## TASK OBJECTIVE
Reproduce verbatim the portion of the account of building a salary search engine, given below, that opens with the words containing "Unlike the DOL" and closes with "Salary Data visualization.".
** BEGIN GIVEN PASSAGE **
My very first foray into product management started 12 years ago. I was introduced to a web framework called Rails, and Rails changed my appetite for web development. Prior to my acquaintance with Rails, web development was like getting lunch at Fazoli’s in the 2000s, a whole lot of Spaghetti …. ahem, PHP.

The product

Having worked as a C++ software engineer for a few years after graduation, I got suck into the world of Techcrunch and witnessed the rise of Digg and web 2.0 and had wanted to change my focus towards web development. While planning my career change, I had one big question, how much does a web development software engineer earn (in 2007) and what about a software engineer living and working in different states, say California vs New York? I started researching and found various sources of data such as the U.S DOL.

Ideas started flowing into my mind … What if I create a salary search engine, What if I make this a UGC site and allowed users to confidentially and anonymously add their salary data to the site’s “data”. There were so many interesting possibilities and I was really excited to hack out a MVP with my new found AJAX skills.

The approach

If you are a product manager, you might have heard of the “Value Proposition template”. Its adapted from Geoffrey Moore’s book, Crossing the Chasm.

For: [target customer]

Who: [target customer’s needs]

The: [product name]

Is a: [product category]

That: [product benefit/reason to buy]

Unlike: [competitors]

Our product: [differentiation]

Using this template, it was easy to establish a product vision behind the idea and plans to building a MVP.

For Job Seekers,

Who are looking for salary information,

The site, PayScroll.com,

Is a search engine

That offers salary information using job title as the query and displays the information visually

Unlike the DOL site,

PayScroll.com, is fast to use and easy to understand.

The journey

Armed with this mission statement, it was time to start building. Since it was a nights and weekend project, I did not have the luxury of having a designer to help with creating the design for the site. It started with simple wireframing on paper, moving on to using my favorite photo editor, GIMP. I took on the role of the designer on this project! My goal was to have a simple design while providing the features — Search and Salary Data visualization.

Search. The search feature was easy to build since I have already decided where I will be getting the data from. The data set I decided on was published by the U.S Department of Labor in 2 ways, aggregated survey data for over 800 occupations that are classified using the Standard Occupational Classification (SOC) System and individual prevailing wage from the H1B Case disclosure archives. Using these 2 sources of data, I ended up with a database of over a million data points and that was good enough in my book.
** END GIVEN PASSAGE **
** BEGIN DATA PROVIDED **
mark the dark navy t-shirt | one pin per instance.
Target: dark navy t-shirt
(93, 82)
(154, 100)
** END DATA PROVIDED **
## CORRECT RESULT
Unlike the DOL site,

PayScroll.com, is fast to use and easy to understand.

The journey

Armed with this mission statement, it was time to start building. Since it was a nights and weekend project, I did not have the luxury of having a designer to help with creating the design for the site. It started with simple wireframing on paper, moving on to using my favorite photo editor, GIMP. I took on the role of the designer on this project! My goal was to have a simple design while providing the features — Search and Salary Data visualization.